** TRECHO DO DOCUMENTO **
........

Ada Habershon
“Ora, estas coisas se tornaram exemplos para nós” (1 Co 10:6).
Existem muitas razões pelas quais não devemos negligenciar os tipos, que ocupam uma posição tão proeminente nas Escrituras, em nosso estudo da Palavra de Deus.
(1) É muito claro que o próprio Deus coloca um grande valor neles. Foi o Seu Espírito que os projetou; porque aprendemos na Epístola aos Hebreus que, na construção do Tabernáculo, cada detalhe foi planejado por Ele. Quando falando do véu que dividia o Santo Lugar do Santo dos Santos, o escritor da epístola diz: “querendo com isto dar a entender o Espírito Santo que ainda o caminho do Santo Lugar não se manifestou, enquanto o primeiro tabernáculo continua erguido” [Hb 9:8].

........

** DADOS FORNECIDOS **
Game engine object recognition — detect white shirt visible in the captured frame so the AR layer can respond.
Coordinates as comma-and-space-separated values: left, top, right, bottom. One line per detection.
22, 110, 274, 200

........

** QUESTÃO BREVE 1 **
Responda, com base no texto sobre os tipos nas Escrituras:
(a) Que versículo é citado logo após o nome no início?
(b) Em que epístola, segundo o texto, se aprende que cada detalhe do Tabernáculo foi planejado por Deus?
(c) O que dividia o Santo Lugar do Santo dos Santos?
** QUESTÃO BREVE 2 **
Prossiga o texto sobre os tipos nas Escrituras a partir da última frase apresentada.
Os dados não são necessários aqui.

** RESPOSTA DA TAREFA 1 **
(a) 1 Co 10:6.
(b) Na Epístola aos Hebreus.
(c) O véu.

** RESPOSTA DA TAREFA 2 **
Havia um sentido naquele véu; e não era simplesmente algo pendurado para dividir as duas partes do Tabernáculo. Ele era designado para transmitir uma superior lição. Outros detalhes do Tabernáculo e todos os outros tipos devem ser também significativos; e apesar de todos não serem claramente explicados, podemos, com a ajuda do seu Autor, tentar aprender o sentido que Ele intencionou para eles. Sem esse Mestre, a dificuldade no estudo poderia nos deter; mas temos a promessa do Senhor de que “esse vos ensinará todas as coisas” [Jo 14:26]; “ele vos guiará a toda a verdade” “porque há de receber do que é meu e vo-lo há de anunciar” [Jo 16:13,14]. Quando lemos nos Evangelhos que o véu foi rasgado, e nos lembramos de Hebreus, dessa passagem a respeito do véu erguido no Tabernáculo, podemos escrever nas margens das nossas Bíblias: “querendo com isto dar a entender o Espírito Santo que o caminho do Santo Lugar agora foi manifestado”. Uma mão invisível rasgou o véu “de alto a baixo” [Mt 27:51; Mc 15:38], pois se fosse de “baixo para cima” poderia parecer que o homem tinha algo a ver com isso. Foi o próprio Deus que completou o tipo, e adicionou os toques finais à figura.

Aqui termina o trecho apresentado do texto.